BEST-SELLERS
Fiction
1. The Underground Railroad: By Colson Whitehead. A slave girl heads toward freedom on the network, envisioned as actual tracks and tunnels. 2. Sting: By Sandra Brown. A hired killer and a woman he kidnapped join forces to elude the FBI agents and others who are searching for her corrupt brother. 3. Curious Minds: By Janet Evanovich and Phoef Sutton. The first of a new series featuring Emerson Knight, an eccentric millionaire, and Riley Moon, an analyst at a megabank. 4. The Woman in Cabin 10: By Ruth Ware. A travel writer on a cruise is certain she has heard a body thrown overboard, but no one believes her. 5. Truly Madly Guilty: By Liane Moriarty. Three couples at a backyard barbecue gone wrong. 6. Damaged: By Lisa Scottoline. In the 15th Rosato & DiNunzio novel, Mary DiNunzio defends a dyslexic fifth-grader accused of attacking a school aide. 7. Bullseye: By James Patterson and Michael Ledwidge. While the president of the United States is in New York to meet with his Russian counterpart, Detective Michael Bennett must stop a team of assassins. 8. All the Light We Cannot See: By Anthony Doerr. The lives of a blind French girl and a gadget-obsessed German boy before and during World War II. 9. The Nightingale: By Kristin Hannah. Two sisters in World War II France: one struggling to survive in the countryside, the other joining the Resistance in Paris. 10. The Girls: By Emma Cline. In the summer of 1969, a California teenager is drawn to a Manson-like cult.

[Stored items]
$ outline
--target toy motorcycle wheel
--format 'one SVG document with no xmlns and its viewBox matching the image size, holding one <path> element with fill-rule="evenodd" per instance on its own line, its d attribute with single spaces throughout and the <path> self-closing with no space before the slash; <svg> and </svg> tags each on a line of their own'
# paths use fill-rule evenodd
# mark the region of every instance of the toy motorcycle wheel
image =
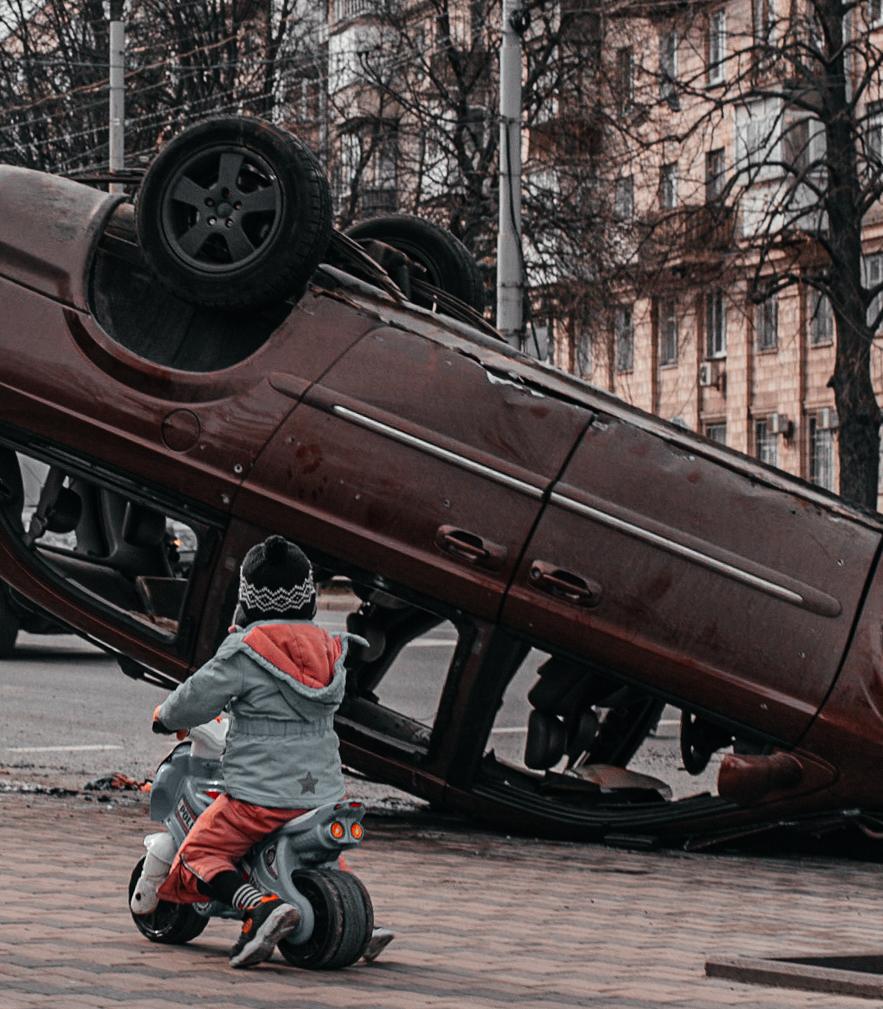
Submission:
<svg viewBox="0 0 883 1009">
<path fill-rule="evenodd" d="M 423 276 L 434 288 L 444 291 L 480 314 L 484 308 L 484 287 L 478 264 L 466 246 L 447 228 L 409 214 L 391 214 L 361 221 L 346 232 L 349 238 L 365 244 L 384 242 L 404 252 L 425 271 Z M 416 286 L 419 288 L 419 283 Z M 415 301 L 423 304 L 419 291 Z"/>
<path fill-rule="evenodd" d="M 361 880 L 337 869 L 302 869 L 292 882 L 316 915 L 313 934 L 295 944 L 283 939 L 279 950 L 295 967 L 331 971 L 361 957 L 374 927 L 371 898 Z"/>
<path fill-rule="evenodd" d="M 147 169 L 138 240 L 179 298 L 256 308 L 296 294 L 331 237 L 331 192 L 296 137 L 229 116 L 184 130 Z"/>
<path fill-rule="evenodd" d="M 129 900 L 132 899 L 135 886 L 141 877 L 144 860 L 132 870 L 129 880 Z M 131 912 L 130 912 L 131 913 Z M 164 942 L 167 945 L 183 945 L 190 942 L 209 923 L 209 919 L 198 914 L 189 904 L 172 904 L 160 900 L 152 914 L 132 914 L 132 921 L 138 931 L 151 942 Z"/>
</svg>

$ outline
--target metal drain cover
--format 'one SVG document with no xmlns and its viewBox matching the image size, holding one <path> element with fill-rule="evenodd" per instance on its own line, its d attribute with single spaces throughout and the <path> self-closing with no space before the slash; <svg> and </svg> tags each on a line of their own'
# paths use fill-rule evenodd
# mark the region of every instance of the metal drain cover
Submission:
<svg viewBox="0 0 883 1009">
<path fill-rule="evenodd" d="M 815 957 L 720 957 L 705 963 L 709 978 L 829 995 L 883 998 L 883 952 Z"/>
</svg>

TASKS TO PERFORM:
1. In the best-seller list, what is Sting about?
2. Extend the best-seller list past its final entry.

EXERCISE ANSWERS:
1. A hired killer and a woman he kidnapped join forces to elude the FBI agents and others who are searching for her corrupt brother.

2.
Nonfiction
1. The Girl With the Lower Back Tattoo: By Amy Schumer. Humorous personal essays by the comedian, actor and writer. 2. Hillbilly Elegy: By J.D. Vance. A Yale Law School graduate looks at the struggles of America’s white working class through his own childhood in the Rust Belt. 3. Armageddon: By Dick Morris and Eileen McGann. The political strategist offers a game plan for how to defeat Hillary Clinton. 4. When Breath Becomes Air: By Paul Kalanithi. A memoir by a physician who received a diagnosis of Stage IV lung cancer at the age of 36. 5. Between the World and Me: By Ta-Nehisi Coates. A meditation on race in America. 6. Hamilton: The Revolution: By Lin-Manuel Miranda and Jeremy McCarter. The libretto of the awardwinning musical, with backstage photos, a production history and interviews with the cast. 7. Crisis of Character: By Gary J. Byrne with Grant M. Schmidt. A former Secret Service officer claims to have witnessed scandalous behavior by the Clintons. 8. White Trash: By Nancy Isenberg. The role of the white poor in American history. 9. Grit: By Angela Duckworth. A psychologist says passion and perseverance are the keys to success. 10. American Heiress: By Jeffrey Toobin. The story of Patty Hearst’s kidnapping in 1974 by the Symbionese Liberation Army, her crimes and her trial.